- **Task requirements**
- A) Summarize the lecture outline below on myofascial release and soft tissue techniques in two sentences.
- B) According to the lecture outline below on myofascial release and soft tissue techniques, what is the body a unit of under the principle of Body Unity?
- C) Resume the lecture outline below on myofascial release and soft tissue techniques, picking up after its last line.

- **Document excerpt**
MFR & Soft Tissue (Coleman)
Learning Objectives
Discuss muscle and fascia responses to myofascial release and soft tissue techniques.
Understand mechanics behind these techniques.
Examine principles of performance and differences/similarities between techniques.
Review contraindications and indications for both techniques.
Preparatory Material
Review prior materials:
Osteopathic techniques overview.
Lecture on myofascial release.
ACA and member manual sections on soft tissue and myofascial release.
Fascia and integrity video lectures.
Remember osteopathic principles:
Body Unity: Body as a unit of body, mind, and spirit.
Self-Regulatory and Self-Healing: Body can heal itself with assistance.
Structure and Function: Structure is interrelated with function; rational treatment based on understanding these principles.

- **Information**

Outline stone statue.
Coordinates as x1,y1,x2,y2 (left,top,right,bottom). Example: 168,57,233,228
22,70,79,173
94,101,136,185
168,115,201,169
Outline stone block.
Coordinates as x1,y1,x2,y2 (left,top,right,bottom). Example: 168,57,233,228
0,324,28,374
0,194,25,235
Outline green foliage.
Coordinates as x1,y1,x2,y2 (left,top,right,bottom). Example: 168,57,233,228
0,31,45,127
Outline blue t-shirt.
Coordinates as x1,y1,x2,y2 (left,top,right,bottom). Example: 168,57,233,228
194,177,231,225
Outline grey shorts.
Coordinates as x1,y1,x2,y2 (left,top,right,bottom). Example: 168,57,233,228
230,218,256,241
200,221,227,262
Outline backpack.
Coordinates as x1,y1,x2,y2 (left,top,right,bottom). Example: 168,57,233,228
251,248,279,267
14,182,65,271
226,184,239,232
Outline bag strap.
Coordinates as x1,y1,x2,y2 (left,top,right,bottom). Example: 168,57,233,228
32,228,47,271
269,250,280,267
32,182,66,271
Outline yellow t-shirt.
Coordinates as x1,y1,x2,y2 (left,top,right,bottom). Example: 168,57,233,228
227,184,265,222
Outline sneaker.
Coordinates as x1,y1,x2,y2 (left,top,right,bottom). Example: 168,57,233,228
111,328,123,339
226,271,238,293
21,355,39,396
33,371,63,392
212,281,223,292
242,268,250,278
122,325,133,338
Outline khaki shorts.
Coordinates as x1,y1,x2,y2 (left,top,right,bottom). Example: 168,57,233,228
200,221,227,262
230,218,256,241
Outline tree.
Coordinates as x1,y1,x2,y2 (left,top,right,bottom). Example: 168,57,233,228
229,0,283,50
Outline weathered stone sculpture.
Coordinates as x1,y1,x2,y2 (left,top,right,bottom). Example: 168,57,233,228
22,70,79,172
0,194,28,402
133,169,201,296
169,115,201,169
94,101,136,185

- **Responses per task**
- A) The outline on myofascial release and soft tissue techniques sets objectives to discuss muscle and fascia responses to these techniques, understand their mechanics, examine their principles of performance and how they differ and overlap, and review their indications and contraindications. As preparation, it calls for reviewing prior materials and recalling the osteopathic principles of body unity, self-regulation and self-healing, and the interrelation of structure and function.

- B) Body, mind, and spirit.

- C)
Muscle Composition
Muscle structure consists of:
Cylinders of fascicles made of myofibrils, composed of myofilaments.
Tissues are linearly oriented with fibers aligned in specific directions.
Definitions
Hypertonic: Tissues are shortened/tight.
Hypotonic: Tissues are slack/loose.
Biomechanics of Techniques
Tissues can be plastic (permanent deformation) or viscous (temporary deformation).
Myofascial release induces muscle or fascial creep over time, resulting in changes:
Strain applied gradually can reveal a point of maximal ease.
Additional stress after easing induces a further change in fascia.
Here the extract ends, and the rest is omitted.